• PROBLEM TO WORK ON:
Report how many lines in the listing below contain the string "wall". Give only the count.

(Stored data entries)

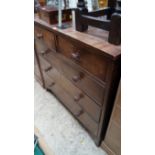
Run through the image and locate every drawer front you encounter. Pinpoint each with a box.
[45,67,101,122]
[34,54,43,85]
[39,55,51,71]
[58,37,108,81]
[34,26,56,51]
[45,71,98,136]
[44,52,105,105]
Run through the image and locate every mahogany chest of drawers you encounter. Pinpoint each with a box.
[34,18,121,145]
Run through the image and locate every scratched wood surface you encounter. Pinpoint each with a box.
[34,16,121,59]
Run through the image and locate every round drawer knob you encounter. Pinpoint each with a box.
[49,81,55,87]
[37,33,43,39]
[71,52,80,61]
[74,93,84,102]
[72,75,81,82]
[74,109,84,117]
[45,66,53,72]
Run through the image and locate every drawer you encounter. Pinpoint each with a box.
[58,37,108,81]
[104,123,121,155]
[45,72,98,136]
[45,67,101,122]
[44,52,105,105]
[39,55,51,71]
[34,26,56,51]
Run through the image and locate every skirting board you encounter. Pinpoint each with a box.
[34,127,54,155]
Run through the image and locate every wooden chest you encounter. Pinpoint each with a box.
[34,18,120,145]
[102,81,121,155]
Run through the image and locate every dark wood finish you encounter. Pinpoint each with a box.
[42,68,100,135]
[75,0,121,45]
[38,6,72,24]
[34,40,44,87]
[101,81,121,155]
[35,16,120,145]
[44,50,105,105]
[58,37,108,81]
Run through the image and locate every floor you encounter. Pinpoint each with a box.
[34,81,106,155]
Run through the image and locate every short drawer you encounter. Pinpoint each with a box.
[45,71,98,136]
[34,26,56,51]
[58,37,108,81]
[44,52,105,105]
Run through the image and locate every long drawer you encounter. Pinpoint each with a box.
[45,68,100,136]
[57,36,108,81]
[34,26,56,50]
[45,63,101,122]
[41,52,105,105]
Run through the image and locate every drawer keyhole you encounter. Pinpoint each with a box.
[37,33,43,39]
[74,93,84,102]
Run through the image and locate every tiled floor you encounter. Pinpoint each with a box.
[34,81,106,155]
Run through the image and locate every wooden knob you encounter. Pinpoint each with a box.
[45,66,53,72]
[74,109,84,117]
[49,81,55,87]
[72,75,81,82]
[74,93,84,102]
[71,52,80,61]
[37,33,43,39]
[40,49,50,56]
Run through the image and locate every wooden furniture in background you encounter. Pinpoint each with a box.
[34,44,44,87]
[101,81,121,155]
[75,0,121,45]
[38,6,72,24]
[34,15,121,145]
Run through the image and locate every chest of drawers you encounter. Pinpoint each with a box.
[34,19,120,145]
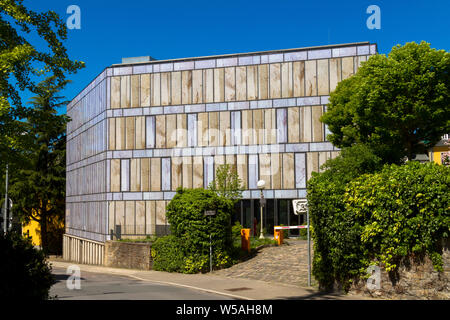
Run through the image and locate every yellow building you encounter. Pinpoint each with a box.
[22,220,41,246]
[22,206,64,246]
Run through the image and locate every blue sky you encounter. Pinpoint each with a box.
[24,0,450,112]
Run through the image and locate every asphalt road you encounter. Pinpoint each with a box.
[50,267,236,300]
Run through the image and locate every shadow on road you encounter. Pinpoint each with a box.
[53,274,85,283]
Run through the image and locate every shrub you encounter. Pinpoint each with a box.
[308,145,382,290]
[344,162,450,271]
[166,188,233,273]
[152,235,184,272]
[0,233,56,300]
[231,221,244,242]
[308,157,450,290]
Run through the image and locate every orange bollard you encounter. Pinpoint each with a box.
[241,229,250,252]
[273,227,284,246]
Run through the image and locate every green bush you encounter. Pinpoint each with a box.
[307,145,382,290]
[151,235,184,272]
[0,233,56,301]
[166,188,233,273]
[231,221,244,242]
[308,153,450,290]
[344,162,450,271]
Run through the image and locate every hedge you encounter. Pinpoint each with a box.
[152,188,233,273]
[308,162,450,290]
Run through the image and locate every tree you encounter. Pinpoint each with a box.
[0,0,84,168]
[208,164,243,203]
[321,42,450,163]
[11,76,68,252]
[307,144,382,290]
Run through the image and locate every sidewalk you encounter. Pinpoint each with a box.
[50,259,368,300]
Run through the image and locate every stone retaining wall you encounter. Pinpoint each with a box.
[350,240,450,300]
[105,241,153,270]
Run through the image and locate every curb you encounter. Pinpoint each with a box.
[48,260,254,300]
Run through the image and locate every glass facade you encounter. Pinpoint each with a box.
[232,199,306,237]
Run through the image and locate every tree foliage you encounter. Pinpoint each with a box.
[152,188,233,273]
[308,145,382,289]
[321,42,450,163]
[308,154,450,289]
[208,164,243,202]
[0,0,84,168]
[0,233,55,301]
[10,76,68,253]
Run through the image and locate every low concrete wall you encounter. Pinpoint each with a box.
[105,241,153,270]
[350,239,450,300]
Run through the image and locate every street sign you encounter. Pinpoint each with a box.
[292,199,308,215]
[205,210,216,216]
[259,198,266,207]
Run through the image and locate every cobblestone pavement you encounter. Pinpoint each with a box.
[213,239,316,287]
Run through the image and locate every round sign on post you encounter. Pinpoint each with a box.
[292,199,311,286]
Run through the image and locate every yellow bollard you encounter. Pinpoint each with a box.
[273,226,284,246]
[241,229,250,252]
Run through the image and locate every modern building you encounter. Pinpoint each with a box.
[64,42,377,264]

• OUTPUT FOR THIS TASK:
2